» **Description of the task**
Rewrite the data below, substituting "image coordinates" for every occurrence of "pixel coordinates" and leaving all other text unchanged.

──────────────────────────────

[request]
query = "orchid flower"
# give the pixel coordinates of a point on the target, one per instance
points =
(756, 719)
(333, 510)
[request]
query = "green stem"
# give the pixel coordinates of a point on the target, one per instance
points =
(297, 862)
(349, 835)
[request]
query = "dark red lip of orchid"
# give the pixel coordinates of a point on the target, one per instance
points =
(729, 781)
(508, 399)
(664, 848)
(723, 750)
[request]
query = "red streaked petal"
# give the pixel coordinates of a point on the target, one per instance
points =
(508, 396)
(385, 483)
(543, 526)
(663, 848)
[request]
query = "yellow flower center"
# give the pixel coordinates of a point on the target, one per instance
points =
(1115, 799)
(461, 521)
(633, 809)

──────────────────────────────

» **Solved exercise**
[request]
query = "orchid flower"
# give the image coordinates of a point on the target, one per instance
points =
(756, 719)
(333, 510)
[request]
query = "green stem"
# give the image coordinates of a point on the target, one per instance
points =
(297, 862)
(349, 835)
[request]
query = "dark red lip of orchid"
# give the image coordinates of a point on the target, one per instance
points =
(729, 781)
(508, 399)
(664, 848)
(723, 750)
[request]
query = "red streaked petal"
# give the image coordinates of a point on the target, one per instance
points =
(508, 396)
(385, 483)
(543, 526)
(663, 848)
[request]
query = "yellow flower center"
# give the image coordinates of a point on the target, one per instance
points =
(1115, 799)
(461, 521)
(633, 809)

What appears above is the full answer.